*Text section*.
What is an ETF ?
An Exchange Traded Fund (ETF) is essentially a portfolio of shares managed by an investment professional. Shares in an ETF can be bought and sold through a stockbroker just like shares in a company.
An ETF, sometimes referred to as a tracker, is a product that follows an index, a commodity, or a composition of products. You can think of it as a basket of shares.
In recent years it seems that investors have flocked to ETFs because they are easily tradeable and usually have low management charges.
Shares in Exchange Traded Funds are listed on stock exchanges, just like shares in individual companies. ETFs can provide individual investors with an opportunity to buy a varied portfolio of stocks, in the same way as if they were dealing in a single listed share.
Diversification with ETFs
ETF s can be an easier and more cost-effective way for investors to achieve returns from say the S&P 500 or the FTSE 100 without having to purchase individual stocks. They offer a convenient alternative to purchasing all of the underlying securities of a particular index.
For most investors, ETFs offer a lot more diversification than you’d ever hope to achieve by building your own portfolio of shares.
Exchange-Traded Funds are also generally much easier and cheaper to manage than a portfolio of self-selected shares.
If you just own a small handful of individual shares, a poor performance from one share will have a much larger impact.
- ETFs typically aim to track a specific stock market or index such as the FTSE 100 , FTSE 250 , ISEQ, S&P 500 etc.
- ETFs have charges built in to cover the fund manager’s operational costs. These charges tend to be very low, often below 0.2% a year.
- ETFs are very popular. As of 31 December 2016 there was more than €287 billion in just 688 Irish ETFs.
Of course – as with any stock market-based investment there is always a risk of losing money.
Accumulating or Distributing ETFs
There are two types of ETFs
- Distributing (DIST): they pay the dividends of the holdings to the investors.
- Accumulating (ACC): they reinvest any dividends to buy other stocks.
This has implications for taxation because there is a 41% tax on ETF dividends. More about ETF taxation further down the page.
Some Popular ETFs
Vanguard S&P 500 : This tracker ETF tracks the performance of the Standard & Poor’s 500 Index that is comprised of the stocks of 500 large US companies.
Vanguard FTSE AW (All World) : This ETF seeks to track the performance of the FTSE All-World Index. This is a market-capitalisation weighted index of stocks of global large and mid-cap companies in developed and emerging countries.
iShares FTSE 100 : This tracker ETF follows the FTSE 100 index – the 100 largest UK companies trading on the London Stock Exchange.
iShares Euro Stx 50 – This tracker aims to reflect the return of the EURO STOXX50 Index. This is the benchmark index that measures the performance of the 50 largest companies in the Eurozone.
How To Buy ETFs in Ireland ?
In our recent article about Buying Shares in Ireland – we compared the fees charged by some online stockbrokers available in Ireland.

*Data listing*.
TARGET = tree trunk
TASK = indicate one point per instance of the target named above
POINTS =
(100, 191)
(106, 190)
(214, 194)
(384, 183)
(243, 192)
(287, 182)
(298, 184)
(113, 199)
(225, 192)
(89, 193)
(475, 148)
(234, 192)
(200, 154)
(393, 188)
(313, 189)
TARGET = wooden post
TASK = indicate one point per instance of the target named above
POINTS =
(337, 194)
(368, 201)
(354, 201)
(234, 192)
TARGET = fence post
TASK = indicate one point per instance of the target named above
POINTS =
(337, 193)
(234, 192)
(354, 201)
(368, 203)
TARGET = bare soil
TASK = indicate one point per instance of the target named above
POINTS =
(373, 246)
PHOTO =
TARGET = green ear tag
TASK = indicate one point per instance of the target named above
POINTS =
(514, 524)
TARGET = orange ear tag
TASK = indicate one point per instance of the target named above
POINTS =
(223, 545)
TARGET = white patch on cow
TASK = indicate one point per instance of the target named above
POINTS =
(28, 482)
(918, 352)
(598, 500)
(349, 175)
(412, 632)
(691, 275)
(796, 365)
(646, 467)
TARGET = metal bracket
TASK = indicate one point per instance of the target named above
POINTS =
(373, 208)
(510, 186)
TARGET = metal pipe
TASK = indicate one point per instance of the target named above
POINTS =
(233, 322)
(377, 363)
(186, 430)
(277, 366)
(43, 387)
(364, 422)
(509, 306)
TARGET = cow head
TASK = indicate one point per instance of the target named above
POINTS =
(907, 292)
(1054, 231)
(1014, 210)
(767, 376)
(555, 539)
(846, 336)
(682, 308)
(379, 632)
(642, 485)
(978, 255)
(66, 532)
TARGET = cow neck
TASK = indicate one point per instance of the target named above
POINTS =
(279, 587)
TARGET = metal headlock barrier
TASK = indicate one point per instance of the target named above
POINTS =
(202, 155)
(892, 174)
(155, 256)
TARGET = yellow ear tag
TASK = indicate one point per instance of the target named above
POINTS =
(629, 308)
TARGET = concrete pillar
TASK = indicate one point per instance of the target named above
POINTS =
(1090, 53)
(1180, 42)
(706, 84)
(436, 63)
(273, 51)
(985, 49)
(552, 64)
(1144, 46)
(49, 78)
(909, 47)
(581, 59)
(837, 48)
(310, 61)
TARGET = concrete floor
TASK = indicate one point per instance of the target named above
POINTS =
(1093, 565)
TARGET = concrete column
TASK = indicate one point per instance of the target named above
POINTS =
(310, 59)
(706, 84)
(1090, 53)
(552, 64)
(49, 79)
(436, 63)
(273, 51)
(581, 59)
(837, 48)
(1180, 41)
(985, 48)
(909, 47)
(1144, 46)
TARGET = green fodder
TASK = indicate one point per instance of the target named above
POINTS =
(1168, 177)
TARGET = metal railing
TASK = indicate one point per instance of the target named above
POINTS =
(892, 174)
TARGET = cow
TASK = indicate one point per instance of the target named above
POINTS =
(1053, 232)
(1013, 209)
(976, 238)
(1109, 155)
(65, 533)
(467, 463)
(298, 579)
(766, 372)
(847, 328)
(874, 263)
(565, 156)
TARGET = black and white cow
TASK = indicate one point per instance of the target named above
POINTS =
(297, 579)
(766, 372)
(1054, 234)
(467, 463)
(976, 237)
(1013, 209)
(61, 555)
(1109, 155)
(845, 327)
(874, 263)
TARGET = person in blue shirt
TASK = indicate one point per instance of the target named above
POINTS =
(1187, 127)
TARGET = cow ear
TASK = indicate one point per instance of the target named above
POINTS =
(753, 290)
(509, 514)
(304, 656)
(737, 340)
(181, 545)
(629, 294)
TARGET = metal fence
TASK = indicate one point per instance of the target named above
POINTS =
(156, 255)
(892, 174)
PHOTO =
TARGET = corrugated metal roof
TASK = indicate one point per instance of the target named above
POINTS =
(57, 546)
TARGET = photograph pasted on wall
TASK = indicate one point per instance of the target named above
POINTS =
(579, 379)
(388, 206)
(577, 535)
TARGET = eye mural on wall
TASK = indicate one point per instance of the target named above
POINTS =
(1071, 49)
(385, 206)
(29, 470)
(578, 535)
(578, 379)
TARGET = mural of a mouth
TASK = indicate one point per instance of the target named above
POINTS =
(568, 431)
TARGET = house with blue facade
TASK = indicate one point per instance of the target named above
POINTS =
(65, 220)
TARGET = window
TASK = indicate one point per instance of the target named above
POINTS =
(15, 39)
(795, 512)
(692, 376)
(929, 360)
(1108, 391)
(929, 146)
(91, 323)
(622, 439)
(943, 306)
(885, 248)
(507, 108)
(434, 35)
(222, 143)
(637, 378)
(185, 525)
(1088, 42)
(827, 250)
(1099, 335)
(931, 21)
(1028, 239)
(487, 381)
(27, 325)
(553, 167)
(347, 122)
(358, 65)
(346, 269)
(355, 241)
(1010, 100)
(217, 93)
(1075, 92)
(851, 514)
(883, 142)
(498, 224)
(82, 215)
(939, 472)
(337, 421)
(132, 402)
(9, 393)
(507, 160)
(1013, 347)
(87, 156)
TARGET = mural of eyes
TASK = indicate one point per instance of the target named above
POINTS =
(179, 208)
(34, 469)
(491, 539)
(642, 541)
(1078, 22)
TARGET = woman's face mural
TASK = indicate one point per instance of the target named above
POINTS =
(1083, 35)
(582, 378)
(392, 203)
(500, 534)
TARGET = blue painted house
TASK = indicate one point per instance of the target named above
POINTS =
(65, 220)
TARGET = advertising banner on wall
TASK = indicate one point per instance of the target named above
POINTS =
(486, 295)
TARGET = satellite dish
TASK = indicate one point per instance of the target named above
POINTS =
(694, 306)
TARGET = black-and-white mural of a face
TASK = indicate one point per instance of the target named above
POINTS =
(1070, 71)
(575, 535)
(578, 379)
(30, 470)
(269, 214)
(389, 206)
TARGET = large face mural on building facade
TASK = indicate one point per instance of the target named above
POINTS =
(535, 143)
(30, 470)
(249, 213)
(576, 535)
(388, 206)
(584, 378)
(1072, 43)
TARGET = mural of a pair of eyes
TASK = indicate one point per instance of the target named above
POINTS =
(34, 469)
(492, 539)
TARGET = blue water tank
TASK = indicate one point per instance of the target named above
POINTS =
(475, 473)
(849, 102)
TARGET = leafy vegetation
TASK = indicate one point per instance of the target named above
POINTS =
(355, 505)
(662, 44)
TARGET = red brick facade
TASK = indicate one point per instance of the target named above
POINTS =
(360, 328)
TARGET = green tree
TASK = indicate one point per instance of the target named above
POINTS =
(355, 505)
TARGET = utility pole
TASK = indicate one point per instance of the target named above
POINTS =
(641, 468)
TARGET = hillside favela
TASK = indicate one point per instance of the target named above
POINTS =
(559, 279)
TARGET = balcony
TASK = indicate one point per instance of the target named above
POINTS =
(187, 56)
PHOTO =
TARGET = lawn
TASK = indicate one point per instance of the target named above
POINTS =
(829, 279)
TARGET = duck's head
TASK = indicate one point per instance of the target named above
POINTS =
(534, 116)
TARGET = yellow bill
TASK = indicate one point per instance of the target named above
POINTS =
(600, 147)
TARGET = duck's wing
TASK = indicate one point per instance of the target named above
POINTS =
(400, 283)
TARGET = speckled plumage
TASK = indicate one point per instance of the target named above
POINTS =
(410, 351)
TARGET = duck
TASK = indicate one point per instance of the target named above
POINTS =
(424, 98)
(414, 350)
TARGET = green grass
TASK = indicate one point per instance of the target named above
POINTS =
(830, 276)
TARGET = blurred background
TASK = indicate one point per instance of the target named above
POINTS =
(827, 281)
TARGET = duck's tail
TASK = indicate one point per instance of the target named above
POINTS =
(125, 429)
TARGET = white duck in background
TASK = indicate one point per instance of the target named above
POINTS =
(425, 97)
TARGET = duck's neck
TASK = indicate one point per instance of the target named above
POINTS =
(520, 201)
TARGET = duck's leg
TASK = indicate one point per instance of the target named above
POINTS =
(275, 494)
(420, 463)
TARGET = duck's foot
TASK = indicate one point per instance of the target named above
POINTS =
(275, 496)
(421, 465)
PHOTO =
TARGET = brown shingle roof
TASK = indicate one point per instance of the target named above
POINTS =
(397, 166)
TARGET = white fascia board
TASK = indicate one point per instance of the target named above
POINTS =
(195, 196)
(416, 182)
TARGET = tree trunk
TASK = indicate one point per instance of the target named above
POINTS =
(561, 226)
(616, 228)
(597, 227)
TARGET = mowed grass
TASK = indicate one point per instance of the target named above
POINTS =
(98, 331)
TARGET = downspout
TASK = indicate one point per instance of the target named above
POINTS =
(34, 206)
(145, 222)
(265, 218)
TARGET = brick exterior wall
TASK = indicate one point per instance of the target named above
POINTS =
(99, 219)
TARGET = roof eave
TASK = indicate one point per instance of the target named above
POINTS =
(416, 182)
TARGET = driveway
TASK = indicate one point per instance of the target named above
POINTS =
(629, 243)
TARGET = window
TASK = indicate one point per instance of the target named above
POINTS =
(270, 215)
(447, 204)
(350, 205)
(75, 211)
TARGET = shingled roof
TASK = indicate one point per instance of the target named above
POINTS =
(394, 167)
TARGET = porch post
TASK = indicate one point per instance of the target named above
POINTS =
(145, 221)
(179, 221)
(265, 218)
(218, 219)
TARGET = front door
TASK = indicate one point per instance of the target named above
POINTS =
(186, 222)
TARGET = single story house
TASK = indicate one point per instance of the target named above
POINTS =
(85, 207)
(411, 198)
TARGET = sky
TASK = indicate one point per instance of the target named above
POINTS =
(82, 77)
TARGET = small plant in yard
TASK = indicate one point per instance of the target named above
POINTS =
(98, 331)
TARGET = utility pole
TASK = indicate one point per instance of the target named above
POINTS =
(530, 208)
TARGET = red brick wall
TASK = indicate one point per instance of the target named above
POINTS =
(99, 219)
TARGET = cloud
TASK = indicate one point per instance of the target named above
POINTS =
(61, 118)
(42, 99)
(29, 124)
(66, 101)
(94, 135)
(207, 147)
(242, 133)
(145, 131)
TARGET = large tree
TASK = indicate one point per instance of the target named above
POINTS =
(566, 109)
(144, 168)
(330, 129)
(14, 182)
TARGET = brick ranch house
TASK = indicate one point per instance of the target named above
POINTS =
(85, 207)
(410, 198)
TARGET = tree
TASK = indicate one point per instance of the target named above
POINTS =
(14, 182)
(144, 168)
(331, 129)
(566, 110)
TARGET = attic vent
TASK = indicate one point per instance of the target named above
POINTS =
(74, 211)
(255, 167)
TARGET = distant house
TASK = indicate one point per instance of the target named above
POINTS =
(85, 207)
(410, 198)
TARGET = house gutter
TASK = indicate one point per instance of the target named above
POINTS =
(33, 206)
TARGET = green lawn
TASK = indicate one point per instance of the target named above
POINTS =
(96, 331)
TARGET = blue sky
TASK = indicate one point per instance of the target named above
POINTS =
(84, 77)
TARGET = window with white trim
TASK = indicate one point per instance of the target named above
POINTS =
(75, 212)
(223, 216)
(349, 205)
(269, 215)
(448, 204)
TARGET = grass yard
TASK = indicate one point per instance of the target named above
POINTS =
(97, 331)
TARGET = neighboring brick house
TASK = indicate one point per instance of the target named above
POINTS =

*Written tasks*.
(1) List the ETFs named in the "Some Popular ETFs" section of the text on ETFs.
(2) Carry the text on ETFs forward from its last sentence.

*Answers given*.
(1) Vanguard S&P 500, Vanguard FTSE AW (All World), iShares FTSE 100, iShares Euro Stx 50

(2)
(DEGIRO , Davy , Goodbody, Interactive Brokers and eToro )
All the online brokers in the comparison will allow you to buy ETFs. Some will have a smaller selection than others. Trading shares in an ETF will normally have the same brokerage fees as trading any other share. (However – Etoro only allow ETFs to be bought as a non-leveraged CFD – so there may be extra charges.)
DEGIRO usually offers commission-free trading on several European ETFs. Terms and Conditions apply – See Here .
The popular ETFs listed above were all in the DEGIRO free selection at the time of writing.
Please note that Investing involves risk of loss.
What is UCITS ?
Many ETFs will have the letters UCITS mentioned in their name.
UCITS stands for “Undertakings for the Collective Investment in Transferable Securities”. This refers to a regulatory framework that allows for the sale of cross-Europe mutual funds.
UCITS funds are perceived as safe and well-regulated investments and are popular among many investors looking to invest across Europe.
Taxation of ETFs in Ireland
Taxation of Irish and EU domiciled ETFs
- You are supposed to declare the purchase of an ETF on your self assessment tax return.
- Any dividends you receive from an ETF are subject to 41% tax. However, many ETFs accumulate dividends instead of paying them. Therefore, buying “Accumulating” ETFs rather than “Distributing” ones will simplify your tax returns and increase your overall return slightly.
- When/If you sell an ETF you will be liable for 41% income tax on any gains made. It doesn’t matter if you keep the money with your brokerage, you still need to pay the tax on the gains.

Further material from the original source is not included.